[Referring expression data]
==============================
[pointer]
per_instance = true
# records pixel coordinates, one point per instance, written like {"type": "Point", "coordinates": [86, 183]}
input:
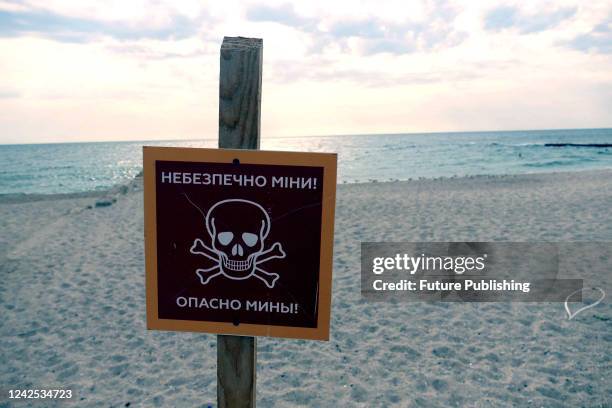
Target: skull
{"type": "Point", "coordinates": [238, 229]}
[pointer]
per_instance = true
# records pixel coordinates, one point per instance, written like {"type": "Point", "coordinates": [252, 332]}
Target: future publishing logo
{"type": "Point", "coordinates": [451, 266]}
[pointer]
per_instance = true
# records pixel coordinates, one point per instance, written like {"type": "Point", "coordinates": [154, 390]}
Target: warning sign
{"type": "Point", "coordinates": [239, 241]}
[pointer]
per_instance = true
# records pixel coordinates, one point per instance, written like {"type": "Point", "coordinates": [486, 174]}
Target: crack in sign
{"type": "Point", "coordinates": [238, 229]}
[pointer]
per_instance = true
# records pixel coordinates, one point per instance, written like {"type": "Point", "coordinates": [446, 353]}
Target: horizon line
{"type": "Point", "coordinates": [309, 136]}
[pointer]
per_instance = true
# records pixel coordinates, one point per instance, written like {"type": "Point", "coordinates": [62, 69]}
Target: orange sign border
{"type": "Point", "coordinates": [326, 160]}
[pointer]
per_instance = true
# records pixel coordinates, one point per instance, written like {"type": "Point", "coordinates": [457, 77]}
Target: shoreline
{"type": "Point", "coordinates": [16, 198]}
{"type": "Point", "coordinates": [73, 304]}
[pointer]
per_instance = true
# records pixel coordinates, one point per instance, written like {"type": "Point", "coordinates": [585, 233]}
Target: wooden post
{"type": "Point", "coordinates": [239, 128]}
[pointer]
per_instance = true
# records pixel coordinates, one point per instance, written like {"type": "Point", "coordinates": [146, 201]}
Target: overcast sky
{"type": "Point", "coordinates": [126, 70]}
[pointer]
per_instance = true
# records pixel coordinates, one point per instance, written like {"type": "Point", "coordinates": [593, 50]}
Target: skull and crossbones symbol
{"type": "Point", "coordinates": [238, 229]}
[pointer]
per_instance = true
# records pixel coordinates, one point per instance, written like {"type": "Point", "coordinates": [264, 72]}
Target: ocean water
{"type": "Point", "coordinates": [78, 167]}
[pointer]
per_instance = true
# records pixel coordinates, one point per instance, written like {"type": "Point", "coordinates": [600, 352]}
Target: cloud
{"type": "Point", "coordinates": [374, 35]}
{"type": "Point", "coordinates": [73, 29]}
{"type": "Point", "coordinates": [284, 14]}
{"type": "Point", "coordinates": [598, 40]}
{"type": "Point", "coordinates": [505, 17]}
{"type": "Point", "coordinates": [9, 94]}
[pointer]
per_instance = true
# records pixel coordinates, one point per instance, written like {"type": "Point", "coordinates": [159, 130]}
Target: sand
{"type": "Point", "coordinates": [73, 314]}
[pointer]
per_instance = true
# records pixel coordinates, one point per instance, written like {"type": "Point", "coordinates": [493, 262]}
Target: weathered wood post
{"type": "Point", "coordinates": [239, 128]}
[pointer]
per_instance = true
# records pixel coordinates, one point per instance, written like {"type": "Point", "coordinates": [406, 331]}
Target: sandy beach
{"type": "Point", "coordinates": [73, 309]}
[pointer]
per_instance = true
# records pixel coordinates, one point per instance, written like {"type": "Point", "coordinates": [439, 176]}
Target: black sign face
{"type": "Point", "coordinates": [239, 243]}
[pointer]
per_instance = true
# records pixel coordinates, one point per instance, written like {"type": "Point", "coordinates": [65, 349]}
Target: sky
{"type": "Point", "coordinates": [149, 69]}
==============================
*Exercise directions*: All the lines above must be written out exactly, without a single picture.

*Result for this exercise*:
[pointer]
per_instance = true
# records pixel coordinates, one point per instance, written like {"type": "Point", "coordinates": [86, 183]}
input:
Target: skull
{"type": "Point", "coordinates": [238, 229]}
[pointer]
per_instance = true
# records pixel coordinates, one point per instance, written like {"type": "Point", "coordinates": [252, 332]}
Target: future publishing logo
{"type": "Point", "coordinates": [451, 266]}
[pointer]
per_instance = true
# records pixel coordinates, one point per instance, written like {"type": "Point", "coordinates": [154, 390]}
Target: warning sign
{"type": "Point", "coordinates": [239, 241]}
[pointer]
per_instance = true
# records pixel coordinates, one point per instance, written like {"type": "Point", "coordinates": [486, 174]}
Target: crack in sign
{"type": "Point", "coordinates": [238, 229]}
[pointer]
per_instance = true
# records pixel coordinates, one point per instance, written like {"type": "Point", "coordinates": [446, 353]}
Target: horizon line
{"type": "Point", "coordinates": [309, 136]}
[pointer]
per_instance = true
# records pixel coordinates, one point per instance, written like {"type": "Point", "coordinates": [62, 69]}
Target: orange sign border
{"type": "Point", "coordinates": [326, 160]}
[pointer]
per_instance = true
# records pixel coordinates, one point per instance, written like {"type": "Point", "coordinates": [457, 77]}
Target: shoreline
{"type": "Point", "coordinates": [16, 198]}
{"type": "Point", "coordinates": [73, 304]}
[pointer]
per_instance = true
# records pixel coordinates, one point per instance, written like {"type": "Point", "coordinates": [585, 233]}
Target: wooden post
{"type": "Point", "coordinates": [239, 128]}
[pointer]
per_instance = true
# records pixel coordinates, one point per instance, written like {"type": "Point", "coordinates": [146, 201]}
Target: overcast sky
{"type": "Point", "coordinates": [126, 70]}
[pointer]
per_instance = true
# records pixel coordinates, one point per instance, written like {"type": "Point", "coordinates": [593, 50]}
Target: skull and crossbones symbol
{"type": "Point", "coordinates": [238, 229]}
[pointer]
per_instance = true
# records pixel coordinates, one point per instance, written like {"type": "Point", "coordinates": [264, 72]}
Target: ocean water
{"type": "Point", "coordinates": [78, 167]}
[pointer]
per_instance = true
# records pixel coordinates, one point per instance, written like {"type": "Point", "coordinates": [600, 352]}
Target: cloud
{"type": "Point", "coordinates": [374, 35]}
{"type": "Point", "coordinates": [73, 29]}
{"type": "Point", "coordinates": [284, 14]}
{"type": "Point", "coordinates": [598, 40]}
{"type": "Point", "coordinates": [505, 17]}
{"type": "Point", "coordinates": [9, 94]}
[pointer]
per_instance = true
# records pixel coordinates, one point per instance, written like {"type": "Point", "coordinates": [159, 130]}
Target: sand
{"type": "Point", "coordinates": [73, 314]}
[pointer]
per_instance = true
# records pixel coordinates, one point per instance, written like {"type": "Point", "coordinates": [493, 262]}
Target: weathered wood post
{"type": "Point", "coordinates": [239, 128]}
[pointer]
per_instance = true
# records pixel coordinates, one point per instance, written like {"type": "Point", "coordinates": [406, 331]}
Target: sandy beach
{"type": "Point", "coordinates": [73, 309]}
[pointer]
per_instance = true
# records pixel coordinates, one point per instance, written like {"type": "Point", "coordinates": [439, 176]}
Target: black sign face
{"type": "Point", "coordinates": [239, 243]}
[pointer]
per_instance = true
# records pixel coordinates, one point per instance, written like {"type": "Point", "coordinates": [65, 349]}
Target: sky
{"type": "Point", "coordinates": [149, 69]}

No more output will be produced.